== Entries provided
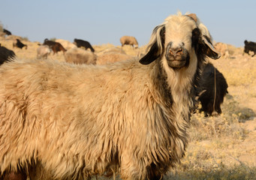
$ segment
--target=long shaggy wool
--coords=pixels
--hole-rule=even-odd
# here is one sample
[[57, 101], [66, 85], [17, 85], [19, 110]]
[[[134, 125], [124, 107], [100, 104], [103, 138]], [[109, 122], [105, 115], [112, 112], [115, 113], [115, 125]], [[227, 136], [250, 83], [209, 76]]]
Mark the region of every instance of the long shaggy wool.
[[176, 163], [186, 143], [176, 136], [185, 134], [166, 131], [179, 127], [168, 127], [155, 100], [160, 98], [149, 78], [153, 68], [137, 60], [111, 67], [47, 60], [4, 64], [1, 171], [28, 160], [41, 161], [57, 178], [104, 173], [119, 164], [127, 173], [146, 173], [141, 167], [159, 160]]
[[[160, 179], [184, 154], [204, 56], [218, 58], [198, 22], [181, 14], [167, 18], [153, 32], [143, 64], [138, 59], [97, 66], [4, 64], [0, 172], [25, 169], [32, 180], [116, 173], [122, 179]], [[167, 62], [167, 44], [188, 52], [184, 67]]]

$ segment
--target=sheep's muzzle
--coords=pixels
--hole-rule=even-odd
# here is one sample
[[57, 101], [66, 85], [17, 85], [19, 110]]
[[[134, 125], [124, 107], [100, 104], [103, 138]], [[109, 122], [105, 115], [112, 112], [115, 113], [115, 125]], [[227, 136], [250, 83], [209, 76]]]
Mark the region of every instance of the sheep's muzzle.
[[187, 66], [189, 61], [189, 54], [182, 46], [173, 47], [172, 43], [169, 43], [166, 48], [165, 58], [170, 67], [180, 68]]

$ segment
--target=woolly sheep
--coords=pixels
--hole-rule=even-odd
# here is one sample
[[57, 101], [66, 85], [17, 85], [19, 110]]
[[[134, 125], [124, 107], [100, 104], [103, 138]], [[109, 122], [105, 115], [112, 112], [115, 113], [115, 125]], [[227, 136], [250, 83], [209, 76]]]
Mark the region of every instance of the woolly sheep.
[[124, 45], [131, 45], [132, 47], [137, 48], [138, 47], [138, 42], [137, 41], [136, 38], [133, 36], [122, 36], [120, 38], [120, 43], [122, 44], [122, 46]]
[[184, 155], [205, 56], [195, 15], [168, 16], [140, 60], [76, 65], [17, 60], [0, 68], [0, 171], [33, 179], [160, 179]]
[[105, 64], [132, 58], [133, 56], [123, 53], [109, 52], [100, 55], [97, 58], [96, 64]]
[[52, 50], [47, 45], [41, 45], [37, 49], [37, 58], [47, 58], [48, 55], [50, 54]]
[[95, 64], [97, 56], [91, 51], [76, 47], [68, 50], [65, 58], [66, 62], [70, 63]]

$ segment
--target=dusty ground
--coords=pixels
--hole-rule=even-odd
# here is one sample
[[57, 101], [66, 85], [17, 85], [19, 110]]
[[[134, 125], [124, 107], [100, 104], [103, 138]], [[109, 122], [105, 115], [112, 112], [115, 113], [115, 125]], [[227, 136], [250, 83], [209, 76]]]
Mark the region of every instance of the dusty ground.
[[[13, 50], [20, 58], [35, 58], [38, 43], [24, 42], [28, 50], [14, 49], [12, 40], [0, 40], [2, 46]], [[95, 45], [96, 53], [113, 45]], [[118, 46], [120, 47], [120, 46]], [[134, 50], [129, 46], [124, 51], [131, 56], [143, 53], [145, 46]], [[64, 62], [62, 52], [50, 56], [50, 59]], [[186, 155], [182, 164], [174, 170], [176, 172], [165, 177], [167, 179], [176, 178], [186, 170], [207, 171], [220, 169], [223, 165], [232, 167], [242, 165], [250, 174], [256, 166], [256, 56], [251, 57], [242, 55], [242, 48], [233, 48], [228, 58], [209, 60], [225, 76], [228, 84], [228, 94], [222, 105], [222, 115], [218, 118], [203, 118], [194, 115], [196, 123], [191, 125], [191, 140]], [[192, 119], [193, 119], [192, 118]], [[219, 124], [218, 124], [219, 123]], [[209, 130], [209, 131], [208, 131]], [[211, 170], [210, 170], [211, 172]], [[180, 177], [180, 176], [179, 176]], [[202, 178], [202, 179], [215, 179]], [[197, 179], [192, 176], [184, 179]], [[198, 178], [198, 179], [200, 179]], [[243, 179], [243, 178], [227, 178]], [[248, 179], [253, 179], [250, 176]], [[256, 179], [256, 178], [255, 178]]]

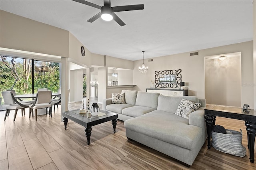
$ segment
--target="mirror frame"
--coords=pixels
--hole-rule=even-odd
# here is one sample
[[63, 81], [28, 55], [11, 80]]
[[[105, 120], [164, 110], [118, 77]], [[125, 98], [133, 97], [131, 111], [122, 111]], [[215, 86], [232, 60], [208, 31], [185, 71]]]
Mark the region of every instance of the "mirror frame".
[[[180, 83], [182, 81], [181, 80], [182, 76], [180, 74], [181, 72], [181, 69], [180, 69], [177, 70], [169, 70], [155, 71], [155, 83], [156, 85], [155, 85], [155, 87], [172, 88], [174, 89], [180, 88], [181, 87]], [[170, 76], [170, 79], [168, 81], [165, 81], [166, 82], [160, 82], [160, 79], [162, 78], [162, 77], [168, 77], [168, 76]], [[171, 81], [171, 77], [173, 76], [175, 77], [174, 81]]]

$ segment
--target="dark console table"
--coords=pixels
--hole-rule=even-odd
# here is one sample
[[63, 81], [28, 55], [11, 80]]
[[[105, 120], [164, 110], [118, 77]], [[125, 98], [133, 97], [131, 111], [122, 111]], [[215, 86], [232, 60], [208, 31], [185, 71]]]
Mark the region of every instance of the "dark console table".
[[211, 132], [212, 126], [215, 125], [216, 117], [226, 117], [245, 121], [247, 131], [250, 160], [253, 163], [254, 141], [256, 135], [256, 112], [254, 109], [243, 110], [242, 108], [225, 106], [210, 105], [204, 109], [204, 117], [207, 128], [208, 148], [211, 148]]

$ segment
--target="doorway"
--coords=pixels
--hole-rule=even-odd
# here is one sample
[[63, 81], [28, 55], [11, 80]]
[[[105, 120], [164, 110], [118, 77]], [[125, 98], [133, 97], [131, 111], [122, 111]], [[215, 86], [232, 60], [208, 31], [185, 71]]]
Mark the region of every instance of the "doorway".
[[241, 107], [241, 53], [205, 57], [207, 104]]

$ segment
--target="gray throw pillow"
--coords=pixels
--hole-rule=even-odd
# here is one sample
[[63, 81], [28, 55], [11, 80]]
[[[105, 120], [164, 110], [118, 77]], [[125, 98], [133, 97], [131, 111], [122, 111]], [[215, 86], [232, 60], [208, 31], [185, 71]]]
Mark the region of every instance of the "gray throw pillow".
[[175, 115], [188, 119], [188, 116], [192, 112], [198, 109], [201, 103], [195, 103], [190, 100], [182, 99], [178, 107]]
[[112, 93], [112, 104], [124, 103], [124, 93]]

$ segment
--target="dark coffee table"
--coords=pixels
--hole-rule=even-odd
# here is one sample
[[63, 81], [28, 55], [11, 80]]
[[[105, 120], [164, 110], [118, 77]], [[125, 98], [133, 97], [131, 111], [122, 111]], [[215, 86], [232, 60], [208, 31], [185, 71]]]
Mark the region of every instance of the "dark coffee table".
====
Reproduce all of the data exactly, omitting each picture it holds.

$ segment
--target=long shaggy wool
--coords=pixels
--hole-rule=even-odd
# here is one sample
[[57, 101], [66, 85], [17, 85], [19, 110]]
[[[134, 125], [124, 107], [100, 104], [103, 138]], [[109, 122], [105, 115], [112, 112], [115, 113], [115, 125]], [[227, 136], [250, 83], [209, 76]]]
Mark the region of every instance of the long shaggy wool.
[[176, 163], [186, 143], [176, 136], [185, 134], [166, 131], [179, 127], [168, 127], [155, 100], [160, 98], [149, 78], [153, 68], [137, 60], [111, 67], [47, 60], [4, 64], [1, 171], [28, 160], [41, 161], [57, 178], [104, 173], [119, 164], [127, 173], [146, 173], [141, 167], [159, 160]]
[[[160, 179], [184, 154], [204, 56], [218, 58], [198, 22], [181, 14], [167, 18], [153, 32], [143, 64], [138, 59], [97, 66], [4, 64], [0, 172], [25, 169], [32, 180], [116, 173], [122, 179]], [[167, 62], [167, 44], [188, 52], [184, 67]]]

$ segment
--target=sheep's muzzle
--coords=pixels
--hole-rule=even-odd
# here is one sample
[[57, 101], [66, 85], [17, 85], [19, 110]]
[[[134, 125], [124, 107], [100, 104], [103, 138]], [[109, 122], [105, 115], [112, 112], [115, 113], [115, 125]], [[227, 136], [250, 83], [209, 76]]]
Mark the region of every instance of the sheep's muzzle.
[[187, 66], [189, 61], [189, 54], [182, 46], [173, 47], [172, 43], [169, 43], [166, 48], [165, 58], [170, 67], [180, 68]]

$ segment
--target=woolly sheep
--coords=pixels
--hole-rule=even-odd
# here is one sample
[[57, 101], [66, 85], [17, 85], [19, 110]]
[[[134, 125], [124, 107], [100, 104], [103, 138]], [[109, 122], [105, 115], [112, 112], [115, 113], [115, 125]], [[227, 136], [250, 83], [209, 76]]]
Mark the region of every instance of the woolly sheep.
[[124, 45], [131, 45], [132, 47], [137, 48], [138, 47], [138, 42], [137, 41], [136, 38], [133, 36], [122, 36], [120, 38], [120, 43], [122, 44], [122, 46]]
[[184, 155], [205, 56], [195, 15], [168, 16], [140, 60], [76, 65], [17, 60], [0, 68], [0, 171], [33, 179], [160, 179]]
[[105, 64], [132, 58], [133, 56], [123, 53], [109, 52], [100, 55], [97, 58], [96, 64]]
[[52, 50], [47, 45], [41, 45], [37, 49], [37, 58], [47, 58], [48, 55], [50, 54]]
[[95, 64], [97, 56], [91, 51], [76, 47], [68, 50], [65, 58], [66, 62], [70, 63]]

$ segment
--target=dusty ground
--coords=pixels
--hole-rule=even-odd
# here is one sample
[[57, 101], [66, 85], [17, 85], [19, 110]]
[[[134, 125], [124, 107], [100, 104], [103, 138]], [[109, 122], [105, 115], [112, 112], [115, 113], [115, 125]], [[227, 136], [250, 83], [209, 76]]]
Mark the region of every instance of the dusty ground.
[[[13, 50], [20, 58], [35, 58], [38, 43], [24, 42], [28, 50], [14, 49], [12, 40], [0, 40], [2, 46]], [[95, 45], [96, 53], [113, 45]], [[118, 46], [120, 47], [120, 46]], [[134, 50], [129, 46], [124, 51], [131, 56], [143, 53], [145, 46]], [[64, 62], [62, 52], [50, 56], [50, 59]], [[186, 155], [182, 164], [174, 170], [176, 172], [165, 177], [167, 179], [176, 178], [186, 170], [207, 171], [220, 169], [223, 165], [232, 167], [242, 165], [250, 174], [256, 166], [256, 56], [251, 57], [242, 55], [242, 48], [233, 48], [228, 58], [209, 60], [225, 76], [228, 84], [228, 94], [222, 105], [222, 115], [218, 118], [203, 118], [194, 115], [196, 123], [191, 125], [191, 140]], [[192, 119], [193, 119], [192, 118]], [[219, 124], [218, 124], [219, 123]], [[209, 130], [209, 131], [208, 131]], [[211, 170], [210, 170], [211, 172]], [[180, 177], [180, 176], [179, 176]], [[202, 178], [202, 179], [215, 179]], [[197, 179], [192, 176], [184, 179]], [[198, 178], [198, 179], [200, 179]], [[243, 179], [243, 178], [227, 178]], [[248, 179], [253, 179], [250, 176]], [[256, 179], [256, 178], [255, 178]]]

$ segment
--target="mirror frame"
--coords=pixels
--hole-rule=even-odd
# here is one sample
[[63, 81], [28, 55], [11, 80]]
[[[105, 120], [164, 110], [118, 77]], [[125, 98], [133, 97], [131, 111], [122, 111]], [[215, 86], [232, 60], [208, 31], [185, 71]]]
Mark the region of every instance of the "mirror frame".
[[[180, 83], [182, 81], [181, 80], [182, 76], [180, 74], [181, 72], [181, 69], [180, 69], [177, 70], [169, 70], [155, 71], [155, 83], [156, 85], [155, 85], [155, 87], [172, 88], [174, 89], [180, 88], [181, 87]], [[170, 76], [170, 79], [168, 81], [165, 81], [166, 82], [160, 82], [160, 79], [162, 78], [162, 77], [168, 77], [168, 76]], [[171, 81], [171, 77], [173, 76], [175, 77], [174, 81]]]

$ segment
--target="dark console table"
--coords=pixels
--hole-rule=even-odd
# here is one sample
[[63, 81], [28, 55], [11, 80]]
[[[105, 120], [164, 110], [118, 77]], [[125, 98], [133, 97], [131, 111], [122, 111]], [[215, 86], [232, 60], [208, 31], [185, 71]]]
Mark the region of every instance of the "dark console table".
[[211, 132], [212, 126], [215, 125], [216, 117], [226, 117], [245, 121], [247, 131], [250, 160], [253, 163], [254, 141], [256, 135], [256, 112], [254, 109], [243, 110], [242, 108], [225, 106], [210, 105], [204, 109], [204, 117], [207, 128], [208, 148], [211, 148]]

$ segment
--target="doorway"
--coords=pixels
--hole-rule=even-odd
# here is one sample
[[63, 81], [28, 55], [11, 80]]
[[[105, 120], [164, 110], [118, 77]], [[125, 98], [133, 97], [131, 111], [122, 111]], [[215, 86], [232, 60], [208, 31], [185, 71]]]
Mark the region of every instance of the "doorway".
[[241, 107], [241, 53], [205, 57], [207, 104]]

$ segment
--target="gray throw pillow"
--coords=pixels
--hole-rule=even-odd
# here is one sample
[[63, 81], [28, 55], [11, 80]]
[[[105, 120], [164, 110], [118, 77]], [[125, 98], [133, 97], [131, 111], [122, 111]], [[215, 86], [232, 60], [208, 31], [185, 71]]]
Mark the region of every instance of the "gray throw pillow".
[[175, 115], [188, 119], [188, 116], [192, 112], [198, 109], [201, 103], [195, 103], [190, 100], [182, 99], [178, 107]]
[[112, 93], [112, 104], [124, 103], [124, 93]]

$ segment
--target="dark coffee table"
--coords=pixels
--hole-rule=even-odd
# here is one sample
[[63, 81], [28, 55], [11, 80]]
[[[105, 120], [164, 110], [118, 77]], [[125, 98], [133, 97], [131, 111], [122, 111]], [[215, 86], [232, 60], [208, 31], [185, 71]]]
Mark the region of every instance of the "dark coffee table".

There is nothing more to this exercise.